:: Do this ::
Convert each line of the listing below into an item of a numbered list, leaving out blank lines.

Data pulled from a collection
|---|

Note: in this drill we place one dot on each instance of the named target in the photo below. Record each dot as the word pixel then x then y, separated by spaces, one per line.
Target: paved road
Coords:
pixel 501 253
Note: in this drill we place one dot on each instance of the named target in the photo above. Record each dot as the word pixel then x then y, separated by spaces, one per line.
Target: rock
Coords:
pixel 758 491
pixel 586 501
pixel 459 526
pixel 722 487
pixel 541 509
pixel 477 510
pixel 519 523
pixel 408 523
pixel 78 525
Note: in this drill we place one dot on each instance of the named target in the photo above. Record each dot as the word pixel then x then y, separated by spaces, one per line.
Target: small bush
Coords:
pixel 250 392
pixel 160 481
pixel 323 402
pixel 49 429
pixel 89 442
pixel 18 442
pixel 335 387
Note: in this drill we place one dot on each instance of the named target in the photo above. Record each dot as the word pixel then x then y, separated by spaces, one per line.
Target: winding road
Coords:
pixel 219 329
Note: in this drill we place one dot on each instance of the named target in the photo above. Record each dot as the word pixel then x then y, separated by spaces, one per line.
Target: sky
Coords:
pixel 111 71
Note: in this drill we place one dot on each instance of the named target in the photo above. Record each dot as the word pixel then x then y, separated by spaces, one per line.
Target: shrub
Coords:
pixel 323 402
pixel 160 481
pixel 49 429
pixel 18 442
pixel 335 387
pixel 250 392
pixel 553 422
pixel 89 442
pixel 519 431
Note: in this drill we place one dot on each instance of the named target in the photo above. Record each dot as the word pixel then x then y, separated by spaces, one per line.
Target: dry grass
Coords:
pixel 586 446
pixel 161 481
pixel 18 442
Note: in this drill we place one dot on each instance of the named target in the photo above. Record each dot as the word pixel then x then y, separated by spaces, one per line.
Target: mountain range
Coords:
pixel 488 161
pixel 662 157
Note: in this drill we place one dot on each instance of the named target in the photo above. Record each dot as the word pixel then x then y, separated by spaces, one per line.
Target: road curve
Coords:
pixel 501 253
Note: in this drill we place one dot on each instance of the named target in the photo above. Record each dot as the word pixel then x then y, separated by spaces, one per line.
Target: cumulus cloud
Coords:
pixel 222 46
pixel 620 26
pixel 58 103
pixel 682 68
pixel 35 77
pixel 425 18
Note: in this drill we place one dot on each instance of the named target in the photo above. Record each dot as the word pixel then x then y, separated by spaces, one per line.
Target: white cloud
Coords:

|---|

:: Task result ::
1. Note: in this drill we place one dot on each instance of the named target in the photo below. Record each dot as the word pixel then x then y, separated by spaces, one per line.
2. Target: paved road
3. Coords:
4. pixel 501 253
5. Note: in this drill we place one dot on each instance of the named target in the photo above. Record each dot as the word pixel then x then y, separated by spaces, one per line.
6. Target: rock
7. Coords:
8. pixel 758 491
9. pixel 586 501
10. pixel 459 526
11. pixel 722 487
12. pixel 541 509
13. pixel 477 510
14. pixel 519 523
15. pixel 408 523
16. pixel 78 525
17. Note: in this drill we place one dot on each instance of the named target in the photo above. Record each dot as the word pixel then x then y, separated by spaces, one per line.
18. Target: small bush
19. Coords:
20. pixel 250 392
21. pixel 160 481
22. pixel 323 402
23. pixel 49 429
24. pixel 89 442
25. pixel 18 442
26. pixel 335 387
27. Note: in this drill we place one dot on each instance of the named target in the photo above. Record each dot as the word pixel then x then y, separated by spaces, one per line.
28. Target: winding road
29. Coords:
30. pixel 219 329
31. Note: in this drill we place one dot on each instance of the named target in the photo above. Record each dot as the word pixel then x then y, separated by spaces, one per line.
32. Target: sky
33. Coords:
34. pixel 111 71
35. Note: in this drill we place one dot on each instance of the named target in the photo above. Record each dot as the word pixel then x then y, separated by spaces, one per line.
36. Target: shrub
37. Coords:
38. pixel 323 402
39. pixel 160 481
40. pixel 49 429
41. pixel 18 442
42. pixel 335 387
43. pixel 250 392
44. pixel 553 422
45. pixel 89 442
46. pixel 519 431
47. Note: in this drill we place one dot on each instance of the named target in the photo above. Record each dot as the word pixel then x then y, separated by spaces, one per line.
48. Target: dry grass
49. Coords:
50. pixel 586 446
51. pixel 161 481
52. pixel 18 442
53. Note: in this drill we place one dot on each instance of the named target in the photo above. Record each dot as the word pixel then x then y, separated by spaces, one per line.
54. Target: mountain range
55. Coords:
56. pixel 488 161
57. pixel 662 157
58. Note: in this drill we place one dot on each instance of the named target in the photo above. Record each dot as the word pixel then x then y, separated by spaces, one per line.
59. Target: road curve
60. Coords:
61. pixel 501 253
62. Note: in this drill we place one dot on each instance of the named target in the photo above. Record each dot as the word pixel then x then y, separated by spaces, one per line.
63. Target: cumulus cloud
64. Coords:
65. pixel 222 46
66. pixel 620 26
67. pixel 58 103
68. pixel 682 68
69. pixel 35 77
70. pixel 425 18
71. Note: in this drill we place one dot on each instance of the named target in the photo above. Record each dot as the word pixel then x then y, separated by spaces, one per line.
72. Target: white cloud
73. Coords:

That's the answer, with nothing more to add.